Transcribe every line below exactly; no image goes into the output.

-.-.-

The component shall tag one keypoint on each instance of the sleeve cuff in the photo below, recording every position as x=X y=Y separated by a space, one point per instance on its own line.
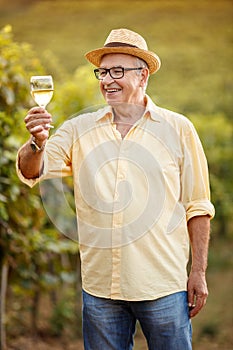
x=200 y=208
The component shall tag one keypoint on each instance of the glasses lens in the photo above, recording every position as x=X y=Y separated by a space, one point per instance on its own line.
x=100 y=73
x=117 y=72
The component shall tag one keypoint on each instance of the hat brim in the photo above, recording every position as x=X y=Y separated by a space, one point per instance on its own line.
x=149 y=57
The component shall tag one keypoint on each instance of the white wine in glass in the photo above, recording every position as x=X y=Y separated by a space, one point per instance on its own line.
x=42 y=90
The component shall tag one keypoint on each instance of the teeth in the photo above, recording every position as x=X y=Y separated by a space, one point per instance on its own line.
x=112 y=90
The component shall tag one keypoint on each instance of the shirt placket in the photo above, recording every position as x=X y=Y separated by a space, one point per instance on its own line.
x=117 y=225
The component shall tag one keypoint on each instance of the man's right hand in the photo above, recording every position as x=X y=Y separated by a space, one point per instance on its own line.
x=37 y=122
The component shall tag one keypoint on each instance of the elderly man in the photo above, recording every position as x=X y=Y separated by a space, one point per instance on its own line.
x=142 y=194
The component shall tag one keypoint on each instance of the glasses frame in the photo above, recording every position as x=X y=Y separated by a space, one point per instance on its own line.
x=108 y=70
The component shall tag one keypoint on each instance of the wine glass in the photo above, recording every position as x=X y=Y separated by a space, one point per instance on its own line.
x=42 y=90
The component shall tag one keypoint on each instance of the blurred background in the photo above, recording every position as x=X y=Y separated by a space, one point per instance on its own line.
x=40 y=275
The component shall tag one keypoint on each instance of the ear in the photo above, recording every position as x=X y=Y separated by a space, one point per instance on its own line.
x=144 y=77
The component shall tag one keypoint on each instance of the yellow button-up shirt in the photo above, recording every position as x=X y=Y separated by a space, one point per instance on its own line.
x=133 y=199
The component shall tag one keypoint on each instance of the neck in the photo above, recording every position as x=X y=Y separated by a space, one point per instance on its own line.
x=131 y=112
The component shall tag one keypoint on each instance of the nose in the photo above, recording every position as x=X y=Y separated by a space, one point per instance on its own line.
x=107 y=79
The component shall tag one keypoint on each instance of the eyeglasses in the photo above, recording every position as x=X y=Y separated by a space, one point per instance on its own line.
x=114 y=72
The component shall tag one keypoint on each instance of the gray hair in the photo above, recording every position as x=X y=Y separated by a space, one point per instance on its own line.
x=141 y=63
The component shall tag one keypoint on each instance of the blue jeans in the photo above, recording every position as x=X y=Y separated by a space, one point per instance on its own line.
x=110 y=324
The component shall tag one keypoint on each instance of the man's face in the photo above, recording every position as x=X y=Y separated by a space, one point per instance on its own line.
x=129 y=88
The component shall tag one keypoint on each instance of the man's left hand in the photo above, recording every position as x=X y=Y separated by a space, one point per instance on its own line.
x=197 y=292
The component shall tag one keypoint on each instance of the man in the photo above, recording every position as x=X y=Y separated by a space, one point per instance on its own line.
x=141 y=191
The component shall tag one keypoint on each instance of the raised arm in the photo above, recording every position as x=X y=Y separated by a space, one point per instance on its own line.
x=31 y=154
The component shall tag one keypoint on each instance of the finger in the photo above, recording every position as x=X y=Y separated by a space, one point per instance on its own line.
x=33 y=120
x=199 y=304
x=191 y=298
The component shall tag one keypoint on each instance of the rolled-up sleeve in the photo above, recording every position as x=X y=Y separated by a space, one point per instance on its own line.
x=195 y=189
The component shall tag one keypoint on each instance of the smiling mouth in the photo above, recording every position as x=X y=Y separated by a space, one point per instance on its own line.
x=110 y=91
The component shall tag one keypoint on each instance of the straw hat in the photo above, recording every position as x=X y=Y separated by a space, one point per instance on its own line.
x=127 y=42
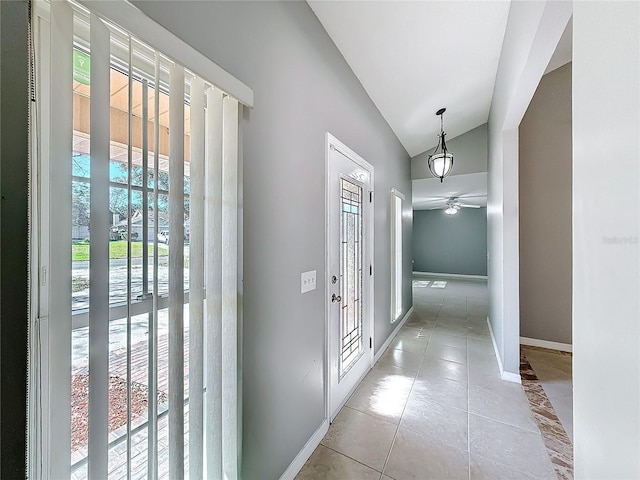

-.-.-

ANSWER TO THE EXERCISE -
The component shall tag one keypoint on each instance of the sleeve cuff in the photo below, recording every position as x=X y=Y separated by a space, one point per instance on its own line.
x=200 y=208
The component shall tag one keypoint on each instance of the glasses lens in the photo above, recording every position as x=X y=Y separated by a space, one point per instance on its own line.
x=100 y=73
x=117 y=72
The component shall tag one keypoint on each instance of the hat brim in the photo above, recording every position as x=X y=Y separated by a space, one point per instance on its own line.
x=149 y=57
The component shall tag one keypoint on each instance of the white wine in glass in the photo above, recording every position as x=X y=Y separated by a space, one point per instance on its own line.
x=42 y=90
The component shall tag one keypoint on each instance of the teeth in the photo above, recording every position as x=X y=Y separated by a space, one point per instance on its own line.
x=112 y=90
The component shall tag one keypoint on each instance of the shirt placket in the photo above, recording every position as x=X y=Y separated by a space, one point per instance on its own line.
x=117 y=225
The component shall tag one keypoint on each instance of the man's right hand in the photo above, recording every position as x=X y=Y separated by a space, one point per instance on its own line.
x=37 y=122
The component shall tag one keypoint on each instance of the elderly man in the photo above, recording every position as x=X y=Y separated by a space, one point per instance on its own line.
x=142 y=194
The component shall tag one keypoint on each instance of the glasses frame in the photo above, recording every position as x=X y=Y separated by a space, one point per instance on its own line.
x=108 y=70
The component shall tag one keypoint on each instance of the wine glass in the photo above, recording every position as x=X y=Y separated by a space, one point per instance on its own line.
x=42 y=90
The component shall tag one keypoint on each instance of the blurred background in the photo above, recording every position as x=X y=Y separated by a space, one point per instance on its own line.
x=40 y=275
The component shall tag one keypoint on each instance of the ear in the photo above, recording every position as x=X y=Y separated by a space, one point per instance on its own line.
x=144 y=77
The component shall tag one keypoint on each instance of the yellow button-up shirt in the photo above, recording every position as x=X y=Y separated by a space, one point per instance on its own line.
x=133 y=199
The component shall tag one keypoint on each instance of the neck in the photo above, recording every position as x=X y=Y separated by a space, one point per instance on its own line.
x=131 y=112
The component shall tag one keypoint on each instance of the nose in the photo above, recording every position as x=X y=Y separated by a space, one point per instance on its own line.
x=107 y=79
The component shall tag one keypoint on each instance of the eyeglasses in the photo above, recording every position as x=X y=Y separated by a space, one point per instance on its own line.
x=114 y=72
The component shall tag one keypoint on each instance of the gray hair in the photo above, recording every position as x=X y=Y separated by a space, one point per instance on its own line.
x=141 y=63
The component shall tag one keypoint on each instance of the blue jeans in the photo above, recording every position as x=X y=Y separated by a space, one point per instance on its own line.
x=110 y=324
The component shall tag one keypoint on each instance of the man's face in the photo above, recording every position as x=X y=Y separated by a space, one point per instance on its own line.
x=129 y=88
The component shall tag one keypoint on each instance of the man's left hand in the photo above, recording every position as x=X y=Y separated by a space, one point per instance on its own line.
x=197 y=292
The component shall tag one keypoint on each instance of the man in the photo above, recording every position as x=X y=Y separated by a space, one point per instance on its own line.
x=141 y=191
The component shall tag one keypoint on each instance of the raised arm in the photo above, recording every position as x=X y=Y separated by a space, one point per instance on its own line.
x=31 y=154
The component shall tag one keypoint on each instance of the finger in the photo above, recording every position as x=X y=Y separated by a space, one point per instance on its own line.
x=33 y=120
x=199 y=304
x=191 y=298
The component shall tag one keypoint on each instance of the rolled-up sleeve in the photo above, recording every position as x=X y=Y separated by a space, one point per instance on its own line.
x=195 y=189
The component shall tag one keypoint on each instance of the smiling mouth in the photo above, recording every position as x=X y=Y separated by a space, one point per instance on its own line.
x=110 y=91
The component shall tag one keypoint on each instance of the straw hat in the photo above, recording every position as x=X y=Y separated by a space, one point per instance on its own line.
x=127 y=42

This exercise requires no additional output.